_Fragmento citado_

Ninguna frase es más rotunda, más terrible y más del Mundial de Rusia que esta:

-Diga lo que diga, nadie se lo va a creer.

La frase no salió de los labios cínicos o bobos de algún cronista comprado o domesticado por los aparatos del poder político y económico que tejen y entretejen operaciones comunicacionales con el pretexto del Mundial y de la pelota, gentes insignificantes que mañana serán sustituidas por otros insignificantes, gentes que hacen como que conversan de fútbol pero, por brutos o por mierdas, sirven a intereses para los que la cancha es apenas una máscara, gentes que parecen el problema pero no lo son porque el problema es otro: la lógica, el sistema, los que tienen el poder, ese poder. No, la frase no es de esos crápulas ni de sus patrones. La frase es de un cuento compartido entre Jorge Luis Borges y Adolfo Bioy Casares, publicado en 1967, y que habla de fútbol.

_Consigna 1_
Traduce al inglés esta oración del fragmento sobre el Mundial de Rusia: «No, la frase no es de esos crápulas ni de sus patrones.»
El fragmento y el listado son materiales independientes entre sí.

_Listado de entrada_
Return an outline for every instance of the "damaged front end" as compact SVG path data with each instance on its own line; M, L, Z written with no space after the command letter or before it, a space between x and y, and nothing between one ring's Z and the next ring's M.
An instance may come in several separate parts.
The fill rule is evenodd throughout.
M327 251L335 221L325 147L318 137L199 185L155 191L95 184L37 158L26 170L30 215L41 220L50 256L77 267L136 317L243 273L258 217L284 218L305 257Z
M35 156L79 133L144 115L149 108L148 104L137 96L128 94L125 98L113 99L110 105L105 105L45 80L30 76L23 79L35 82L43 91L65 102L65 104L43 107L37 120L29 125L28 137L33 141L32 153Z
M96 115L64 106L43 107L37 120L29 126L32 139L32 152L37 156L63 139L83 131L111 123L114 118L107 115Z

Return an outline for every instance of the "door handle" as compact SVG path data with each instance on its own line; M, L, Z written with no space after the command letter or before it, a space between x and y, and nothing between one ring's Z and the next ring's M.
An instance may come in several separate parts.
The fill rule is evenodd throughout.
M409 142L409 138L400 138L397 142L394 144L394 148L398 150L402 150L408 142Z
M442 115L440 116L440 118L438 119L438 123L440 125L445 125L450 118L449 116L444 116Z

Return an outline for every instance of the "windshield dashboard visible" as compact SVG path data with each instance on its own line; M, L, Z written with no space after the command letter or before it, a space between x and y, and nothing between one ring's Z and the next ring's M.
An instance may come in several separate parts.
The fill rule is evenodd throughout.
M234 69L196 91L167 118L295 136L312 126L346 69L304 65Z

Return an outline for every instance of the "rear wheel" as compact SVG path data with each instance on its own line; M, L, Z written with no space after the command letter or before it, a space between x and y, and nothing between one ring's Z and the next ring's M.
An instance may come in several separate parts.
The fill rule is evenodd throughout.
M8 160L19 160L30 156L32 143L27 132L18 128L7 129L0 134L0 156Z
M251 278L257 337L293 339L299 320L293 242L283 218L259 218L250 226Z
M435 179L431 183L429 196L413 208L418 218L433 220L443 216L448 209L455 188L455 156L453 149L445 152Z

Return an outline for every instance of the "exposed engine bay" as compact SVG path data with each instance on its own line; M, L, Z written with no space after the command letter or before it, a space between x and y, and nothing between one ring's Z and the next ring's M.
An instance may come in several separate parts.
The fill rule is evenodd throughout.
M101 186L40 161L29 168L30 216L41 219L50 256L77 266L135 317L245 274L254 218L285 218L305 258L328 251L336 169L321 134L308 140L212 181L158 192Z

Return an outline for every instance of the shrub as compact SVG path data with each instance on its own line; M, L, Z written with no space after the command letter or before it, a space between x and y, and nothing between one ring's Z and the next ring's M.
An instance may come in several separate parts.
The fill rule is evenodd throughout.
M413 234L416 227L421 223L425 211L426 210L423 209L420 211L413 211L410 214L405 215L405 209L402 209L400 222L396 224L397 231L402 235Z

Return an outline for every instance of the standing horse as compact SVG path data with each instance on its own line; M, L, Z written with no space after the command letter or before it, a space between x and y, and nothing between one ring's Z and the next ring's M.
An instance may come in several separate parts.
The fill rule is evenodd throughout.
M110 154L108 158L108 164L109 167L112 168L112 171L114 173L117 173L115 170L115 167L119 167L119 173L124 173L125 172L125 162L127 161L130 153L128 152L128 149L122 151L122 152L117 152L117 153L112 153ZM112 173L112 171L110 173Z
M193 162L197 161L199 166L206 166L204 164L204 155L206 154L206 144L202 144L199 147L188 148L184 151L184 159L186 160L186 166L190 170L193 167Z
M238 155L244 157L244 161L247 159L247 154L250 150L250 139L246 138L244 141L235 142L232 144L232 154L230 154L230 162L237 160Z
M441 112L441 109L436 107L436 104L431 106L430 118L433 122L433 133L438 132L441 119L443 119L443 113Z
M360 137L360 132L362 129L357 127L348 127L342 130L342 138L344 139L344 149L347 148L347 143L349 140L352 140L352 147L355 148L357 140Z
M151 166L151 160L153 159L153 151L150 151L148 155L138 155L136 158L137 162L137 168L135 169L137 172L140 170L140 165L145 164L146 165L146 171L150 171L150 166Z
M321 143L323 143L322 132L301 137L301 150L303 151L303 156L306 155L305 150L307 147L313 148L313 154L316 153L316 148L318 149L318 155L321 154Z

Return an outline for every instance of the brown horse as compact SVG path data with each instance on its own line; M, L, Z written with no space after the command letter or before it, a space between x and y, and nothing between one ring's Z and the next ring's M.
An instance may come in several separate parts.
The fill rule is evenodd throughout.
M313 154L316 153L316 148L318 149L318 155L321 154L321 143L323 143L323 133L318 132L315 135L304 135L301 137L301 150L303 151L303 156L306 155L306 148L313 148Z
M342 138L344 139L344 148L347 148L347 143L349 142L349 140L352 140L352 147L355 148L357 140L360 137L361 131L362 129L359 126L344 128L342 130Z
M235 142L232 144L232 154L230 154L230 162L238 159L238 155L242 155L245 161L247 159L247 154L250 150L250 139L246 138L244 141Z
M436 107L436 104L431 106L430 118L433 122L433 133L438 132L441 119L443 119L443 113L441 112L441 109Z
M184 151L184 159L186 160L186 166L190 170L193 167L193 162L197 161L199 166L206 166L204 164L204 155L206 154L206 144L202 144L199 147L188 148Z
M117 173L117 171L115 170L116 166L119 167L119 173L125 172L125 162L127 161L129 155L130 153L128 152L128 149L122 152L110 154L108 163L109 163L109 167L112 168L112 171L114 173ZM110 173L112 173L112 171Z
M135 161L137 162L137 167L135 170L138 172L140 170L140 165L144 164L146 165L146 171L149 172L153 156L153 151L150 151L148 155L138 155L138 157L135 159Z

_Consigna 2_
Copia sin cambios el tramo del listado que va desde la línea que contiene "Return an outline for every instance of the standing" hasta la línea que contiene "M360 137L360 132L362", ambas incluidas.

_Respuesta correcta 1_
No, the phrase is not from those scoundrels or from their bosses.

_Respuesta correcta 2_
Return an outline for every instance of the standing horse as compact SVG path data with each instance on its own line; M, L, Z written with no space after the command letter or before it, a space between x and y, and nothing between one ring's Z and the next ring's M.
An instance may come in several separate parts.
The fill rule is evenodd throughout.
M110 154L108 158L108 164L109 167L112 168L112 171L114 173L117 173L115 170L115 167L119 167L119 173L124 173L125 172L125 162L127 161L130 153L128 152L128 149L122 151L122 152L117 152L117 153L112 153ZM112 173L112 171L110 173Z
M193 162L197 161L199 166L206 166L204 164L204 155L206 154L206 144L202 144L199 147L188 148L184 151L184 159L186 160L186 166L190 170L193 167Z
M238 155L244 157L244 161L247 159L247 154L250 150L250 139L246 138L244 141L235 142L232 144L232 154L230 154L230 162L237 160Z
M441 112L441 109L436 107L436 104L431 106L430 118L433 122L433 133L438 132L441 119L443 119L443 113Z
M360 137L360 132L362 129L357 127L348 127L342 130L342 138L344 139L344 149L347 148L347 143L349 140L352 140L352 147L355 148L357 140Z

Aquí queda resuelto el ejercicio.